(Items listed in a dataset)
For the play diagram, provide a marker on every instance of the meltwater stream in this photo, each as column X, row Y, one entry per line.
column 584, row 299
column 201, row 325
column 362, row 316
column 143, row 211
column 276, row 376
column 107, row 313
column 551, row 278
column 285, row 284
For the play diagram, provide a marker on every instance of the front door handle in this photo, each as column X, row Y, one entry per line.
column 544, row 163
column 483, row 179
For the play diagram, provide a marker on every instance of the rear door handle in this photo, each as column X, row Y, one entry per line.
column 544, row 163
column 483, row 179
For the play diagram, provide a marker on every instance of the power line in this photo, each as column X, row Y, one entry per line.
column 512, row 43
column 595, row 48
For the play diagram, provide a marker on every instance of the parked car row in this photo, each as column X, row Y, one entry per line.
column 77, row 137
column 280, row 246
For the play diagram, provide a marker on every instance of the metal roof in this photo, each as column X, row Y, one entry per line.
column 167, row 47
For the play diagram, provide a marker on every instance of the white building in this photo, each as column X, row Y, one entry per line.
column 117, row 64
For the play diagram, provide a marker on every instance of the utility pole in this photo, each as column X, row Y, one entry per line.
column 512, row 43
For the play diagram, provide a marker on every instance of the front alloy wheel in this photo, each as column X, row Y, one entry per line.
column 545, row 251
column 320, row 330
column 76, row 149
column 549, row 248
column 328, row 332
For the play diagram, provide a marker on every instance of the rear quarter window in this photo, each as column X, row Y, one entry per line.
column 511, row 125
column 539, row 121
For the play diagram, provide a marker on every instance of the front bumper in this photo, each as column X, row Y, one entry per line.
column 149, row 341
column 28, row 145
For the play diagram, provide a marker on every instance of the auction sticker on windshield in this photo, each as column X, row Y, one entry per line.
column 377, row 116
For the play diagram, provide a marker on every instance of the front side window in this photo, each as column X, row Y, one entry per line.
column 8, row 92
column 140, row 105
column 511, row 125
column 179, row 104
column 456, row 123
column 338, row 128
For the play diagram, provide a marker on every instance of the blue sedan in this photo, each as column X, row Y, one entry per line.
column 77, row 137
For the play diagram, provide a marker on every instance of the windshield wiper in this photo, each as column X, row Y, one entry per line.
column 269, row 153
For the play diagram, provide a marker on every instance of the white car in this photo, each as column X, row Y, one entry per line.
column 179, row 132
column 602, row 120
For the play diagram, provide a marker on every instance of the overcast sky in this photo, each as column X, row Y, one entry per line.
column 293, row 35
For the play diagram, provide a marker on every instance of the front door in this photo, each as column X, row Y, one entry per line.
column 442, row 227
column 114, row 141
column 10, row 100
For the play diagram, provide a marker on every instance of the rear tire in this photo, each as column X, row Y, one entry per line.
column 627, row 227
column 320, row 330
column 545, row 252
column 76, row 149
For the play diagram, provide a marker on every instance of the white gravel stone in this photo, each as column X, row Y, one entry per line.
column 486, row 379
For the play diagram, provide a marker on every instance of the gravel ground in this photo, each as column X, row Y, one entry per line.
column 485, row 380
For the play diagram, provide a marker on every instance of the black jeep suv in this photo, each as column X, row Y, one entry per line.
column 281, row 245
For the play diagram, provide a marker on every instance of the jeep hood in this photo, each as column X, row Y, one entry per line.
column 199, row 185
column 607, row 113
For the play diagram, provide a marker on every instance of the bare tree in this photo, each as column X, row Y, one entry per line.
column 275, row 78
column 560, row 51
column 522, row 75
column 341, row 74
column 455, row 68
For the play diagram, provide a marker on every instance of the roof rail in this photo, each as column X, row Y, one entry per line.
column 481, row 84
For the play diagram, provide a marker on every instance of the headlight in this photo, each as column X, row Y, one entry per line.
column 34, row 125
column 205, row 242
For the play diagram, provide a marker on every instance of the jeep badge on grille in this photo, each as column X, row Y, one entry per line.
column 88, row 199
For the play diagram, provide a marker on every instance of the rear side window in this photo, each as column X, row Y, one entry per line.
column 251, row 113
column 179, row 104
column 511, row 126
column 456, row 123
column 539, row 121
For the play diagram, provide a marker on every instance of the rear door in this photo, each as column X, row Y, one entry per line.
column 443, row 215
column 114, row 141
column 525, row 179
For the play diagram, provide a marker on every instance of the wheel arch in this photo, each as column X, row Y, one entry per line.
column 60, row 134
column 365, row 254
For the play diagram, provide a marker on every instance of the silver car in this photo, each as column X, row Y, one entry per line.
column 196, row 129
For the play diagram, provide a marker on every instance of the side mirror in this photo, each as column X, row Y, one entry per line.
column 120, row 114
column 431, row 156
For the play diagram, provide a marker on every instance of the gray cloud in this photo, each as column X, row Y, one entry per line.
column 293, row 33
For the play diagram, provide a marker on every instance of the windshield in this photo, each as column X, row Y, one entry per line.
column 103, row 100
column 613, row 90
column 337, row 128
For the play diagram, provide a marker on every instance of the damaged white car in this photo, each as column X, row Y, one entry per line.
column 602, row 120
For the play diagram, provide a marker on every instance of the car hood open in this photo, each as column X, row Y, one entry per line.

(Stated task) Reproduce without alteration the stretch of the material from the line containing "of the wheel" through the end of the material.

(Answer to the problem)
For the play diagram, provide a marker on every instance of the wheel arch in this photo, each as column X, row Y, one entry per line.
column 60, row 134
column 365, row 254
For the play diagram, provide a marker on every instance of the silver car in this photo, each as column X, row Y, one entry per line.
column 196, row 129
For the play diagram, provide a marker on every instance of the side mirror in this photo, each as column X, row Y, one entry per line.
column 120, row 114
column 431, row 156
For the play diagram, provide a marker on every instance of the gray cloud in this photo, each as column X, row Y, one entry per line.
column 293, row 33
For the play diagram, provide a marker on every instance of the windshield in this photo, each as column X, row Y, one entry per line.
column 103, row 100
column 613, row 90
column 337, row 128
For the play diagram, provide a marker on every instance of the damaged white car in this photo, each as column X, row Y, one entry per line.
column 602, row 120
For the play diagram, provide a marker on every instance of the car hood open in this photo, each as column X, row Y, one entry per line.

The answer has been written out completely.